Отбор действительно был строгим на всех стадиях. Известно, что для того, чтобы маленький Пушкин был допущен до экзаменов, потребовались все связи его семьи, дворянские корни его явно «не дотягивали» до нужного уровня.
Многие восхищаются тем, каких прекрасных выпускников дал первый выпуск лицея. Кроме Пушкина, достаточно назвать А. М. Горчакова, человека, достигшего вершин государственной службы, оказавшего заметное влияние на ход исторического развития России XIX в. и в то же время сохранившего верность лицейской дружбе. А ведь были еще в этом же выпуске декабрист И. И. Пущин, оставивший прекрасные записки о Пушкине и лицее, журналист и поэт А. А. Дельвиг, ставший известным мореплавателем адмирал российского флота Ф. Ф. Матюшкин, Н. А. Корсаков – композитор и поэт, безвременно погибший, сражаясь за независимость Италии, и многие другие.

▶ _Что нужно сделать_
Допишите текст о первом выпуске лицея, начиная сразу после его последнего предложения. Строки дальше никак не связаны с текстом о первом выпуске лицея.

▶ _Приведённые строки_
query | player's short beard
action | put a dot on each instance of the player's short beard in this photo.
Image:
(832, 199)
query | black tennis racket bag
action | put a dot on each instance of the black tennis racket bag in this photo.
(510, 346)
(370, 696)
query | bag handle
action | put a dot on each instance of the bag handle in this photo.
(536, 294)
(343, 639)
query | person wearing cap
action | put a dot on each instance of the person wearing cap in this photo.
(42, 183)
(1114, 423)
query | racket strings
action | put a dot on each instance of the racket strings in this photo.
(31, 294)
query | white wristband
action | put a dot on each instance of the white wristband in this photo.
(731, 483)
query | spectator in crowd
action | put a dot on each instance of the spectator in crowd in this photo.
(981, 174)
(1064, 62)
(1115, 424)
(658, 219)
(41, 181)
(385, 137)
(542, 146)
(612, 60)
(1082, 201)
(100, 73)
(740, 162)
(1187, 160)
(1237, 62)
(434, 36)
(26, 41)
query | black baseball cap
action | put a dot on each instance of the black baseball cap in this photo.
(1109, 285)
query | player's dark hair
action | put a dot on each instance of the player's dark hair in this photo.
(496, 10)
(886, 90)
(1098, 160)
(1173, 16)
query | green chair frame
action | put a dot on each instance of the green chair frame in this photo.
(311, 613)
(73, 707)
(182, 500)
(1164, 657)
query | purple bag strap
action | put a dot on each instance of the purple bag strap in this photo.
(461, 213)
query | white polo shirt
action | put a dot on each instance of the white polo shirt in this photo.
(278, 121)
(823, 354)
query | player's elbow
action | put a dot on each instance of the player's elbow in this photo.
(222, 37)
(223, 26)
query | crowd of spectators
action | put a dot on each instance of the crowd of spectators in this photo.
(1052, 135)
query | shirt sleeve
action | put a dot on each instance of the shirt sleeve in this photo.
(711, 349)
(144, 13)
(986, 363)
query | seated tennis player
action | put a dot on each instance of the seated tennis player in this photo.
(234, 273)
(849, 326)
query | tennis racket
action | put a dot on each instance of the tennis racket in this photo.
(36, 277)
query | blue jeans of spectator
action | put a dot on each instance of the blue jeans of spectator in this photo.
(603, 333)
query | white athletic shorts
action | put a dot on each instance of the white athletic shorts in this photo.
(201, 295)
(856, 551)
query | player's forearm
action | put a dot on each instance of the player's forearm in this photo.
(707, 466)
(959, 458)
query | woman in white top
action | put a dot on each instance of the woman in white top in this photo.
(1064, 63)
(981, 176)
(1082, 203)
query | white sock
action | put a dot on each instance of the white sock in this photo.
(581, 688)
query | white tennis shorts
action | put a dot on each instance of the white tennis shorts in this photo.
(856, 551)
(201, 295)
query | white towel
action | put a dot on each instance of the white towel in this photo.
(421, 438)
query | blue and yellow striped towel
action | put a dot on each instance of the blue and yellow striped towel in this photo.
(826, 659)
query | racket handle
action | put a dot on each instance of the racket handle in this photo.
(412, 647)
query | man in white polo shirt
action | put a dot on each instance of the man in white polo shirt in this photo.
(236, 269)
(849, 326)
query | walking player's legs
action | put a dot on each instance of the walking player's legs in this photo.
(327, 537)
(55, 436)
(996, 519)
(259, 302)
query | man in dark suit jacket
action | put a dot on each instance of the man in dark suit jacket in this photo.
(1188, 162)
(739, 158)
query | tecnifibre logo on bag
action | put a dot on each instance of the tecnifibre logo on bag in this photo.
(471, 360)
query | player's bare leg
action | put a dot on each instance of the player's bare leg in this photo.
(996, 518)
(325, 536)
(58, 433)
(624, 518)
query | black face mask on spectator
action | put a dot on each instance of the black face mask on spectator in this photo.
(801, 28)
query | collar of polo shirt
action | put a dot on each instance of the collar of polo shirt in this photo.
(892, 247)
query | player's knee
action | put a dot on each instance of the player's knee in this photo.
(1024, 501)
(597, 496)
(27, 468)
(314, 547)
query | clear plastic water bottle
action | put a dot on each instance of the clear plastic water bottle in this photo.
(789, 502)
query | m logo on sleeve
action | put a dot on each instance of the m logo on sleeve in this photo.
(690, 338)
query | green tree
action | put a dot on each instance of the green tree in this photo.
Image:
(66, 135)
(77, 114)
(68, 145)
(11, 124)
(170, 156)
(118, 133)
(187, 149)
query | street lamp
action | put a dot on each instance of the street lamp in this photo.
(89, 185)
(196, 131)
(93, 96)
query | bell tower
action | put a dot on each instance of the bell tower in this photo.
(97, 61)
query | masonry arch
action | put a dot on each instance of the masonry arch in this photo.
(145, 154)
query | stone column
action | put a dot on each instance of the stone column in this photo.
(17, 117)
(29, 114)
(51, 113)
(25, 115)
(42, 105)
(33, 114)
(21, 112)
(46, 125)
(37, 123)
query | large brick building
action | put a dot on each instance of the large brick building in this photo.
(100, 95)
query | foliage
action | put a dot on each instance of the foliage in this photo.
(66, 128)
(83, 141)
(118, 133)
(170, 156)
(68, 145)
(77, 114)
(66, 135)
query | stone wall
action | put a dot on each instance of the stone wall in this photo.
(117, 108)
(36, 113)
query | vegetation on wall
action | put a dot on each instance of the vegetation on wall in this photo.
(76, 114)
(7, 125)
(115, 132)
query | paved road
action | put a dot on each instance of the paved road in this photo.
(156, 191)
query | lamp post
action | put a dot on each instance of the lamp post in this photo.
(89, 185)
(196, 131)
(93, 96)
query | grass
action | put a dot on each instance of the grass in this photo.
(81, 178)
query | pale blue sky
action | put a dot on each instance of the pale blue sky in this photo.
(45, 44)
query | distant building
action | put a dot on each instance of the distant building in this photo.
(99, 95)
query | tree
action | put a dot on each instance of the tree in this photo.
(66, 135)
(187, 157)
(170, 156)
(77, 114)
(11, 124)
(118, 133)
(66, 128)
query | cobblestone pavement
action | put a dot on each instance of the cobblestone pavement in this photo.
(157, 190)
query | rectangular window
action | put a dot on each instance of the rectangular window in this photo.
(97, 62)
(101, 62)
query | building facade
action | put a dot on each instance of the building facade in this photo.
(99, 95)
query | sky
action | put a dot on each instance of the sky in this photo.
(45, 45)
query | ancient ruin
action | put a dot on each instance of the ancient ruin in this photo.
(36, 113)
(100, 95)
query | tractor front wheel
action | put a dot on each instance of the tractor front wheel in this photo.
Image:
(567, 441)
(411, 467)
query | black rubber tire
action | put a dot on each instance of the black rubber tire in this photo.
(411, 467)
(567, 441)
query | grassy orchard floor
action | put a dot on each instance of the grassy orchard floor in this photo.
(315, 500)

▶ _Ответ_
Прекрасное образование, которое давал лицей, было, прежде всего, результатом тяжелого труда. Надо отметить, что программа обучения была составлена на очень высоком уровне, однако известно много случаев, когда превосходные планы оставались лишь на бумаге. В данном случае их удалось воплотить в жизнь.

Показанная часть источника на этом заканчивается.